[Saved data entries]
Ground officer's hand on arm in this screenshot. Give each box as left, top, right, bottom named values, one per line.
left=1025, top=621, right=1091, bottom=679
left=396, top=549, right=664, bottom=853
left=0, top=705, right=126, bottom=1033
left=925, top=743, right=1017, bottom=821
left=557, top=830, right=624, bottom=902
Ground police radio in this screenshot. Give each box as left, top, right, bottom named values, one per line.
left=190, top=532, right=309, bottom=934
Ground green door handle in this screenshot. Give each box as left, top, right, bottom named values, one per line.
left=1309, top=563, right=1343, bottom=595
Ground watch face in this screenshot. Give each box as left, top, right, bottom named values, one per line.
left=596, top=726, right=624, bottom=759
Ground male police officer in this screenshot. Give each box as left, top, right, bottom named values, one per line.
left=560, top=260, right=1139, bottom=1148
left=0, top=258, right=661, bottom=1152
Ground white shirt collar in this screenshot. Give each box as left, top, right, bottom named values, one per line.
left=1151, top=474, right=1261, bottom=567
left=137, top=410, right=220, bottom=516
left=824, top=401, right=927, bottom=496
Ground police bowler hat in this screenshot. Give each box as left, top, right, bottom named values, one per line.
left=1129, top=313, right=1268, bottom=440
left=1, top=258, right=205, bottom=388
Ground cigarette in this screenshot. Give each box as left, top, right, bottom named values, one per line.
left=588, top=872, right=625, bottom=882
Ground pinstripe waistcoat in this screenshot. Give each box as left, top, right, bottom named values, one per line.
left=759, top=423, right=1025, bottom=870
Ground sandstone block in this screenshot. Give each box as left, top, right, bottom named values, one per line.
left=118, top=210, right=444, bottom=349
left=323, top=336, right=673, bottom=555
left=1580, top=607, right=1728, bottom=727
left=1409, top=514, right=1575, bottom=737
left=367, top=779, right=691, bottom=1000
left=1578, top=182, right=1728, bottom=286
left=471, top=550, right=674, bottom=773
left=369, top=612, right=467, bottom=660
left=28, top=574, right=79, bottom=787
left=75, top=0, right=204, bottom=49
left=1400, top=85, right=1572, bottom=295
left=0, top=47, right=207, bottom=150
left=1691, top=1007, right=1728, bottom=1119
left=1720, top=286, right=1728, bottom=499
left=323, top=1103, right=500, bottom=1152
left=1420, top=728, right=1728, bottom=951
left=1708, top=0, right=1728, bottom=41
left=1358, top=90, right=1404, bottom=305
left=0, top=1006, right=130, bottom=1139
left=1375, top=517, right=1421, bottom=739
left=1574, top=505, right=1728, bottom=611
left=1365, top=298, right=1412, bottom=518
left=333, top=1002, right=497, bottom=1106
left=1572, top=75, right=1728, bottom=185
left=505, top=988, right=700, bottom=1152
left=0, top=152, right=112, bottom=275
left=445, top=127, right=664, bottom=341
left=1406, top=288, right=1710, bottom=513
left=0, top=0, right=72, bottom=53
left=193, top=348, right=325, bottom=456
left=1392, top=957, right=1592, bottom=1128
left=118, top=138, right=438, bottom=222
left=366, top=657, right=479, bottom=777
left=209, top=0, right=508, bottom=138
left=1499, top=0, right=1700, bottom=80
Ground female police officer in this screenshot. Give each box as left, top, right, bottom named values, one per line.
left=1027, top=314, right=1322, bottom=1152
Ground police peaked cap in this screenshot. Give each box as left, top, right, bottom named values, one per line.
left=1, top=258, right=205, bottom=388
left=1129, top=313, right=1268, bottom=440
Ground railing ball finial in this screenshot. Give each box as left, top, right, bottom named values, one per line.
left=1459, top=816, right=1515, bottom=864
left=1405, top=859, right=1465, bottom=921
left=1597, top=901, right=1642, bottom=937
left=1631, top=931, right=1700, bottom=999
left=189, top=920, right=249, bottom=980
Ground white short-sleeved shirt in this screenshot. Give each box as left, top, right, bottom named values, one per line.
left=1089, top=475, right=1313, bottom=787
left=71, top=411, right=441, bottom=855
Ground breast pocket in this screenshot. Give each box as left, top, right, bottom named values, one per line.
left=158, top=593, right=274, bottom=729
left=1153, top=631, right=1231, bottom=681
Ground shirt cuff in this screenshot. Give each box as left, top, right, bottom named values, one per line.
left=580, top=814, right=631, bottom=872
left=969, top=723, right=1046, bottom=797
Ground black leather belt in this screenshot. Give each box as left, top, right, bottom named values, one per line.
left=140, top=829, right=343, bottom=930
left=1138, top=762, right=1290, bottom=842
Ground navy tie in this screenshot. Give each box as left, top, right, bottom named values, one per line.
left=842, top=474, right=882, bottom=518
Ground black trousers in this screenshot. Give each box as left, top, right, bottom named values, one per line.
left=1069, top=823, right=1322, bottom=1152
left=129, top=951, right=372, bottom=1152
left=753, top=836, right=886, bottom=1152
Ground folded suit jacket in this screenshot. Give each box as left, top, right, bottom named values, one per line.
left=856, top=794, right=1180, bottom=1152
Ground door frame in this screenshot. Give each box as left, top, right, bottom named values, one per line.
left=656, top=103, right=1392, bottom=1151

## Work order
Retyping every entry exactly is the whole of the task.

## Exercise solution
Ground officer's hand on arm in this screenshot. Give each box as left, top, right, bottom named values, one per line.
left=1025, top=621, right=1091, bottom=679
left=396, top=549, right=664, bottom=853
left=0, top=705, right=126, bottom=1033
left=925, top=743, right=1017, bottom=821
left=557, top=830, right=624, bottom=902
Ground police radio in this screenshot. Give each box as left, top, right, bottom named values, one per line.
left=190, top=532, right=309, bottom=934
Ground green door handle in this screenshot. Give each box as left, top, right, bottom named values, one per line.
left=1309, top=563, right=1343, bottom=595
Ground watch face in this screenshot. Give each box as left, top, right, bottom named values, one per line.
left=596, top=726, right=624, bottom=759
Ground male police officer in this screenshot. Give each box as left, top, right, bottom named values, one per line.
left=560, top=260, right=1139, bottom=1148
left=0, top=258, right=661, bottom=1152
Ground white shirt collar in this screenshot. Give each box as left, top, right, bottom named values, one per line.
left=1151, top=474, right=1261, bottom=567
left=137, top=410, right=220, bottom=516
left=824, top=401, right=927, bottom=496
Ground police bowler hat in this screenshot. Give each box as left, top, right, bottom named values, one per line.
left=1129, top=313, right=1268, bottom=440
left=1, top=258, right=205, bottom=388
Ground cigarette in this screenshot. Give each box as left, top, right, bottom named values, one per line.
left=588, top=872, right=625, bottom=882
Ground pinstripe waistcoat in this screenshot. Give each box as left, top, right, bottom named values, one per line.
left=759, top=423, right=1025, bottom=870
Ground sandstone block in this screenshot. Give each box as left, top, right, bottom named values, one per line.
left=118, top=210, right=444, bottom=349
left=323, top=336, right=673, bottom=555
left=1580, top=607, right=1728, bottom=727
left=1409, top=514, right=1575, bottom=737
left=367, top=779, right=691, bottom=1000
left=1578, top=182, right=1728, bottom=286
left=471, top=550, right=674, bottom=773
left=369, top=612, right=467, bottom=660
left=28, top=574, right=79, bottom=787
left=75, top=0, right=204, bottom=49
left=1400, top=85, right=1572, bottom=295
left=0, top=47, right=207, bottom=150
left=1691, top=1007, right=1728, bottom=1119
left=1720, top=286, right=1728, bottom=499
left=323, top=1103, right=500, bottom=1152
left=1420, top=728, right=1728, bottom=951
left=1708, top=0, right=1728, bottom=41
left=1358, top=90, right=1404, bottom=305
left=0, top=1006, right=130, bottom=1139
left=1375, top=517, right=1421, bottom=739
left=1574, top=505, right=1728, bottom=611
left=1365, top=298, right=1412, bottom=518
left=333, top=1002, right=497, bottom=1106
left=1572, top=75, right=1728, bottom=185
left=505, top=988, right=700, bottom=1152
left=0, top=152, right=112, bottom=275
left=445, top=127, right=664, bottom=341
left=1406, top=288, right=1710, bottom=513
left=0, top=0, right=72, bottom=53
left=193, top=348, right=325, bottom=456
left=1392, top=957, right=1592, bottom=1128
left=118, top=138, right=438, bottom=222
left=366, top=657, right=479, bottom=777
left=209, top=0, right=508, bottom=138
left=1499, top=0, right=1700, bottom=80
Ground female police officer in this screenshot. Give each box as left, top, right, bottom named values, one per line.
left=1027, top=314, right=1322, bottom=1152
Ground police peaked cap in this screenshot. Give each box as left, top, right, bottom named values, one per line.
left=1, top=258, right=205, bottom=388
left=1129, top=313, right=1268, bottom=440
Ground railing ball finial in this screenshot. Give each box as left, top, right, bottom named values, one per line.
left=1459, top=816, right=1515, bottom=864
left=1405, top=859, right=1465, bottom=921
left=1597, top=901, right=1642, bottom=937
left=1631, top=931, right=1700, bottom=999
left=189, top=920, right=249, bottom=980
Ground white short-sleeved shirt in this screenshot. Give each box as left, top, right, bottom named values, one per line.
left=1089, top=475, right=1313, bottom=787
left=71, top=411, right=441, bottom=855
Ground breast pocket in this screenshot. Give each box as left, top, right, bottom named values, one per line.
left=158, top=593, right=274, bottom=729
left=1153, top=631, right=1231, bottom=681
Ground shirt cuff in this screenshot. Give each box as left, top, right, bottom named values, one per line.
left=580, top=814, right=631, bottom=872
left=969, top=723, right=1046, bottom=797
Ground black leather belt in this screenshot. Give each box as left, top, right, bottom named values, one per line.
left=140, top=829, right=343, bottom=930
left=1138, top=762, right=1290, bottom=842
Ground navy tie in this screenshot. Give each box as left, top, right, bottom named values, one per line.
left=842, top=474, right=882, bottom=518
Ground black trousers in this screenshot. Give each box as left, top, right, bottom named values, one per line.
left=1069, top=823, right=1322, bottom=1152
left=129, top=951, right=372, bottom=1152
left=753, top=836, right=886, bottom=1152
Ground folded suit jacket in this screenshot. Give each box as left, top, right, bottom named values, one per line.
left=856, top=794, right=1180, bottom=1152
Ground door frame in this screenshot. Give each box as left, top, right, bottom named values, one per line.
left=656, top=103, right=1392, bottom=1151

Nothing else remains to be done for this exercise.